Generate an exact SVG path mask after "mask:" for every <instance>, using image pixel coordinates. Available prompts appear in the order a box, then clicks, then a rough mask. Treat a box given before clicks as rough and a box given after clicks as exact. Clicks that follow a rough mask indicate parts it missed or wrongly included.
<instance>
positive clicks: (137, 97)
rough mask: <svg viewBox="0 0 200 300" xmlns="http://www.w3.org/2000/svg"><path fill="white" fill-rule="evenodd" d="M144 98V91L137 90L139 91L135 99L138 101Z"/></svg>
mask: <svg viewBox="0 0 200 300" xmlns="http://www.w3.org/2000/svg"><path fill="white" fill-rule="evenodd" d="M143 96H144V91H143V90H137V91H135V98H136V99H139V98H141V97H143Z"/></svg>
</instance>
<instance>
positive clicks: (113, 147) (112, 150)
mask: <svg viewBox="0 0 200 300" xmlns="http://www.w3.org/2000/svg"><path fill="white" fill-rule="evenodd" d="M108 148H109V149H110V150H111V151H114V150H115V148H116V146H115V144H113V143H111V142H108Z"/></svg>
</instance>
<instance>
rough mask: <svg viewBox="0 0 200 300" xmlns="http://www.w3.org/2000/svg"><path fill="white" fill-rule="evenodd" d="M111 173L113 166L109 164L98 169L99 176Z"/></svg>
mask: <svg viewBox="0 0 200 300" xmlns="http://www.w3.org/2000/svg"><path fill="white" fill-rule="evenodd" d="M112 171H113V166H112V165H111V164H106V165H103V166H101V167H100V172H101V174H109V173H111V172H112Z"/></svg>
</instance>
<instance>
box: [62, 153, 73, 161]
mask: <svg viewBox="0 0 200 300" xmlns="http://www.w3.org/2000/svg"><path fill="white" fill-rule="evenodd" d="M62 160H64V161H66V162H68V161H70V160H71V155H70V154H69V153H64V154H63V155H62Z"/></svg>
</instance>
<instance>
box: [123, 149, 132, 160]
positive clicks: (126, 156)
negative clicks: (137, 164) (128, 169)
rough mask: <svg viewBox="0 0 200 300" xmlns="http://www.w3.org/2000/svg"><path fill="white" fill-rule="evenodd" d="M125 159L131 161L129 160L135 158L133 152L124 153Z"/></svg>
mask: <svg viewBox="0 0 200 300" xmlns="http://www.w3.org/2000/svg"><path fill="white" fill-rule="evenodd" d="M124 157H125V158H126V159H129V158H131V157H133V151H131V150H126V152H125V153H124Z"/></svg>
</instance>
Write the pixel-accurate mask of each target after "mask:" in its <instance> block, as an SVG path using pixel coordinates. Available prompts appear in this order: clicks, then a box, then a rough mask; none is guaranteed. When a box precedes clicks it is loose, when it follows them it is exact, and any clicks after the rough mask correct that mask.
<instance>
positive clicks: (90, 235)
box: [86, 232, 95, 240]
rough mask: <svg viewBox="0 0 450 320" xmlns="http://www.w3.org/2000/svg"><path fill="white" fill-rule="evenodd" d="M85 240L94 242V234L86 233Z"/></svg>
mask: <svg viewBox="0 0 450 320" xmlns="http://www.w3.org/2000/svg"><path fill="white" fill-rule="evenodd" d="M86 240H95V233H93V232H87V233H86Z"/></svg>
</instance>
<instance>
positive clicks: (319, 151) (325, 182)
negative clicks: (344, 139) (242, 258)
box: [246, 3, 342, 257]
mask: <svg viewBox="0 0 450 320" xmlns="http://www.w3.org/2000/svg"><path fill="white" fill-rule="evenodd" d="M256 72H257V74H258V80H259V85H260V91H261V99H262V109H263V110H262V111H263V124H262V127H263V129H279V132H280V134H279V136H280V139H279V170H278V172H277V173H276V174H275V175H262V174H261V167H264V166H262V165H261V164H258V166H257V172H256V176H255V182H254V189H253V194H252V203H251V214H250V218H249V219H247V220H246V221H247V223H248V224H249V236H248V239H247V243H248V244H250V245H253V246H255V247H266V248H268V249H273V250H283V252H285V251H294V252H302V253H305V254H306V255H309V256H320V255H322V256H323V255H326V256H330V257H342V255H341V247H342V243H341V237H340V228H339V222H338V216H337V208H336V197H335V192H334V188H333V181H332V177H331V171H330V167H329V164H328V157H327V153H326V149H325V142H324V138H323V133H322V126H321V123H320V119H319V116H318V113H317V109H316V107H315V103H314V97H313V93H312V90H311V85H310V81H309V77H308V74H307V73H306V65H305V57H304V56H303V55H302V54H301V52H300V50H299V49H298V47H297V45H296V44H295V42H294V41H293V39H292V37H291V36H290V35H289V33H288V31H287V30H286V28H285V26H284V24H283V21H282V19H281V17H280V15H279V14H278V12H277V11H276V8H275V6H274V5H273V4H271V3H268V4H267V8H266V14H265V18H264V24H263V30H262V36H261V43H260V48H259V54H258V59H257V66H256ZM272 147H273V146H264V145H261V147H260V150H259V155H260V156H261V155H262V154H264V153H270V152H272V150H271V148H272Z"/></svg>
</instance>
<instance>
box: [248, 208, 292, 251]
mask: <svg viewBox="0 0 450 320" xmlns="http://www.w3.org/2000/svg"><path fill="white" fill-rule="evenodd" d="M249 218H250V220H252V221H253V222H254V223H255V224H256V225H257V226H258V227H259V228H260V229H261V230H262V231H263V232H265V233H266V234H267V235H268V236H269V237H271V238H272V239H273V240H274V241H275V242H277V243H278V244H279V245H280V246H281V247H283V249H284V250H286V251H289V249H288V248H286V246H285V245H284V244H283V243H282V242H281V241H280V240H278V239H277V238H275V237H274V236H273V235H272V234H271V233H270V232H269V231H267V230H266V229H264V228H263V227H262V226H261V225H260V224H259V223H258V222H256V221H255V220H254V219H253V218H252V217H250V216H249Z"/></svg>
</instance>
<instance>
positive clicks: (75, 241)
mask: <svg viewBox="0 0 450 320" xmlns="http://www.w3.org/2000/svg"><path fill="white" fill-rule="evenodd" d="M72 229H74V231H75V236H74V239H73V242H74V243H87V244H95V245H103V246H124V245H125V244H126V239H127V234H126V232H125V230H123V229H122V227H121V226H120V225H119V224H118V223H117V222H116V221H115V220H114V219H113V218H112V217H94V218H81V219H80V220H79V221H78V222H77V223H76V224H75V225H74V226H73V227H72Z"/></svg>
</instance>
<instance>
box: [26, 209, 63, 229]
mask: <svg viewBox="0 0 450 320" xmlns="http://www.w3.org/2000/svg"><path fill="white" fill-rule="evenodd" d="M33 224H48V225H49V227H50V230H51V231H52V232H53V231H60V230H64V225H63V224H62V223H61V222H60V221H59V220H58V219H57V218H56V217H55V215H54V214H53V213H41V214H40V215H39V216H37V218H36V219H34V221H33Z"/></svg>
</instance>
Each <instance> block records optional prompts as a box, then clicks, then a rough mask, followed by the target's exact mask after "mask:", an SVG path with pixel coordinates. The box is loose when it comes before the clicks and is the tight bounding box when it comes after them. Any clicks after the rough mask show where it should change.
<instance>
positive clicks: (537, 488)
━━━━━━
Exercise details
Give back the whole listing exactly.

Completed task
Generate an exact SVG path mask after "mask:" for every <instance>, using image pixel coordinates. Available prompts appear in the order a box, then clicks, then a rough mask. Treat a box given before clicks as rough and a box given after clicks as exact. Clicks that follow a rough mask indicate parts it missed or wrongly included.
<instance>
positive clicks: (137, 97)
rough mask: <svg viewBox="0 0 200 300" xmlns="http://www.w3.org/2000/svg"><path fill="white" fill-rule="evenodd" d="M144 98V91L137 90L139 91L135 99L138 101Z"/></svg>
mask: <svg viewBox="0 0 200 300" xmlns="http://www.w3.org/2000/svg"><path fill="white" fill-rule="evenodd" d="M143 96H144V91H143V90H137V91H135V98H136V99H139V98H141V97H143Z"/></svg>
</instance>
<instance>
positive clicks: (113, 147) (112, 150)
mask: <svg viewBox="0 0 200 300" xmlns="http://www.w3.org/2000/svg"><path fill="white" fill-rule="evenodd" d="M108 148H109V149H110V150H111V151H114V150H115V148H116V146H115V144H113V143H111V142H108Z"/></svg>
</instance>
<instance>
rough mask: <svg viewBox="0 0 200 300" xmlns="http://www.w3.org/2000/svg"><path fill="white" fill-rule="evenodd" d="M111 173L113 166L109 164L98 169L99 176Z"/></svg>
mask: <svg viewBox="0 0 200 300" xmlns="http://www.w3.org/2000/svg"><path fill="white" fill-rule="evenodd" d="M112 171H113V166H112V165H111V164H106V165H103V166H101V167H100V172H101V174H109V173H111V172H112Z"/></svg>
</instance>
<instance>
box: [62, 153, 73, 161]
mask: <svg viewBox="0 0 200 300" xmlns="http://www.w3.org/2000/svg"><path fill="white" fill-rule="evenodd" d="M62 160H64V161H66V162H68V161H70V160H71V155H70V154H69V153H64V154H63V155H62Z"/></svg>
</instance>
<instance>
box: [123, 149, 132, 160]
positive clicks: (126, 156)
negative clicks: (137, 164) (128, 169)
rough mask: <svg viewBox="0 0 200 300" xmlns="http://www.w3.org/2000/svg"><path fill="white" fill-rule="evenodd" d="M125 159L131 161L129 160L135 158L133 152L124 153Z"/></svg>
mask: <svg viewBox="0 0 200 300" xmlns="http://www.w3.org/2000/svg"><path fill="white" fill-rule="evenodd" d="M124 157H125V158H126V159H129V158H131V157H133V151H131V150H126V152H125V153H124Z"/></svg>
</instance>
Write the pixel-accurate mask of each target after "mask:" in its <instance> block, as an SVG path using pixel coordinates. Available prompts appear in this order: clicks, then a box, then a rough mask; none is guaranteed. When a box precedes clicks it is loose, when it follows them it is exact, and any clicks after the rough mask correct that mask.
<instance>
positive clicks: (90, 235)
box: [86, 232, 95, 240]
rough mask: <svg viewBox="0 0 450 320" xmlns="http://www.w3.org/2000/svg"><path fill="white" fill-rule="evenodd" d="M85 240L94 242V234L86 233Z"/></svg>
mask: <svg viewBox="0 0 450 320" xmlns="http://www.w3.org/2000/svg"><path fill="white" fill-rule="evenodd" d="M86 240H95V233H93V232H87V233H86Z"/></svg>
</instance>
<instance>
positive clicks: (319, 151) (325, 182)
negative clicks: (344, 139) (242, 258)
box: [246, 3, 342, 257]
mask: <svg viewBox="0 0 450 320" xmlns="http://www.w3.org/2000/svg"><path fill="white" fill-rule="evenodd" d="M256 72H257V74H258V80H259V85H260V91H261V99H262V109H263V110H262V111H263V124H262V127H263V129H279V132H280V134H279V136H280V139H279V170H278V172H277V173H276V174H275V175H262V174H261V167H264V166H262V165H261V164H258V166H257V172H256V176H255V182H254V189H253V194H252V203H251V214H250V218H249V219H247V220H246V221H247V223H248V224H249V236H248V239H247V243H248V244H250V245H253V246H255V247H266V248H268V249H273V250H283V252H285V251H294V252H302V253H305V254H306V255H309V256H320V255H322V256H323V255H326V256H330V257H342V255H341V247H342V243H341V237H340V228H339V222H338V216H337V208H336V197H335V192H334V188H333V181H332V177H331V171H330V167H329V164H328V157H327V153H326V149H325V142H324V138H323V133H322V126H321V123H320V119H319V116H318V113H317V109H316V107H315V103H314V97H313V93H312V90H311V85H310V81H309V77H308V74H307V73H306V65H305V57H304V56H303V55H302V54H301V52H300V50H299V49H298V47H297V45H296V44H295V42H294V41H293V39H292V37H291V36H290V35H289V33H288V31H287V30H286V28H285V26H284V24H283V21H282V19H281V17H280V15H279V14H278V12H277V11H276V8H275V6H274V5H273V4H271V3H268V4H267V8H266V14H265V18H264V24H263V30H262V36H261V43H260V48H259V54H258V59H257V66H256ZM272 147H273V146H264V145H261V147H260V150H259V155H260V156H261V155H262V154H264V153H270V152H272V150H271V148H272Z"/></svg>
</instance>
<instance>
box: [248, 208, 292, 251]
mask: <svg viewBox="0 0 450 320" xmlns="http://www.w3.org/2000/svg"><path fill="white" fill-rule="evenodd" d="M249 218H250V220H252V221H253V222H254V223H255V224H256V225H257V226H258V227H259V228H260V229H261V230H262V231H263V232H265V233H266V234H267V235H268V236H269V237H271V238H272V239H273V240H274V241H275V242H277V243H278V244H279V245H280V246H281V247H283V249H284V250H286V251H289V249H288V248H286V246H285V245H284V244H283V243H282V242H281V241H280V240H278V239H277V238H275V237H274V236H273V235H272V234H271V233H270V232H269V231H267V230H266V229H264V228H263V227H262V226H261V225H260V224H259V223H258V222H256V221H255V220H254V219H253V218H252V217H250V216H249Z"/></svg>
</instance>
<instance>
positive clicks: (75, 241)
mask: <svg viewBox="0 0 450 320" xmlns="http://www.w3.org/2000/svg"><path fill="white" fill-rule="evenodd" d="M72 229H74V231H75V236H74V239H73V242H74V243H87V244H95V245H103V246H124V245H125V244H126V239H127V234H126V232H125V230H123V229H122V227H121V226H120V225H119V224H118V223H117V222H116V221H115V220H114V219H113V218H112V217H94V218H81V219H80V220H79V221H78V222H77V223H76V224H75V225H74V226H73V227H72Z"/></svg>
</instance>
<instance>
box: [26, 209, 63, 229]
mask: <svg viewBox="0 0 450 320" xmlns="http://www.w3.org/2000/svg"><path fill="white" fill-rule="evenodd" d="M33 224H48V225H49V227H50V230H51V231H52V232H53V231H60V230H64V225H63V224H62V223H61V222H60V221H59V220H58V219H57V218H56V217H55V215H54V214H53V213H41V214H40V215H39V216H37V218H36V219H34V221H33Z"/></svg>
</instance>
Each <instance> block records optional prompts as a box, then clicks, then a rough mask, followed by the target's exact mask after "mask:", an SVG path with pixel coordinates. The box is loose when it comes before the clicks and is the tight bounding box when it comes after them. Any clicks after the rough mask show where it should change.
<instance>
positive clicks: (537, 488)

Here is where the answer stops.